> [RECORDS SUPPLIED]

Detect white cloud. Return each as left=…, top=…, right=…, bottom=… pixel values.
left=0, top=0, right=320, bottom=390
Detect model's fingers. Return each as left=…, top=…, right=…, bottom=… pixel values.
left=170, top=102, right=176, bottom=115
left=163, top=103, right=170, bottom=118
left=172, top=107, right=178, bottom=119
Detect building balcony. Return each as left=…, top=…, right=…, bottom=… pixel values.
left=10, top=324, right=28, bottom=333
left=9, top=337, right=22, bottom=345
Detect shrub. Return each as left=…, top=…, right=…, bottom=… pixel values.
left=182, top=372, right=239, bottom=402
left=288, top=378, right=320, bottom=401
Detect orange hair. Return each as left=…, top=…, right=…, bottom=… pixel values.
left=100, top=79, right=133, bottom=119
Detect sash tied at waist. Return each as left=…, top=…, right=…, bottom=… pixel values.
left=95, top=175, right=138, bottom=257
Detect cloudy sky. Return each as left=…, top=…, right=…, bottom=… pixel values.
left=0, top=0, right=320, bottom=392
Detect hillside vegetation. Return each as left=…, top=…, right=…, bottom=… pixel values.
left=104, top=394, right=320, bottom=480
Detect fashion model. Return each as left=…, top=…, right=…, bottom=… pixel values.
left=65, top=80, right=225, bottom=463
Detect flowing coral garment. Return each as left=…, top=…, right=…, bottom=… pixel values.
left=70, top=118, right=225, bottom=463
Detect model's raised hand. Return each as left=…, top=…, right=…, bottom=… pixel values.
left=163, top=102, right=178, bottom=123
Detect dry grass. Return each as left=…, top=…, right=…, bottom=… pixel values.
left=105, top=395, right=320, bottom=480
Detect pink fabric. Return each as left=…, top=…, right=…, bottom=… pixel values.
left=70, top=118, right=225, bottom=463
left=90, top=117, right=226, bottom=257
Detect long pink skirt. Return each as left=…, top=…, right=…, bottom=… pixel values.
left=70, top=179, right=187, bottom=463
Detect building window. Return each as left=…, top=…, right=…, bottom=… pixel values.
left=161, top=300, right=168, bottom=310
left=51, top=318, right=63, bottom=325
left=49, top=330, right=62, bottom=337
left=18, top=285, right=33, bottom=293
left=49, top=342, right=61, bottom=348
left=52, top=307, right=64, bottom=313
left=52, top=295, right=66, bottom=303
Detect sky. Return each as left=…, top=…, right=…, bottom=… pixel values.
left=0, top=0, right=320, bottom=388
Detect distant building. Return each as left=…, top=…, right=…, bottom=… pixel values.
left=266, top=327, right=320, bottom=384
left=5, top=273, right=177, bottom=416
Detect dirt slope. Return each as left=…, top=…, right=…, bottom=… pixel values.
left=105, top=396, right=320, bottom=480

> [STATED PROBLEM] How many lines in the data above contain the string "model"? Reply with the number alone.

> [TASK RESPONSE] 3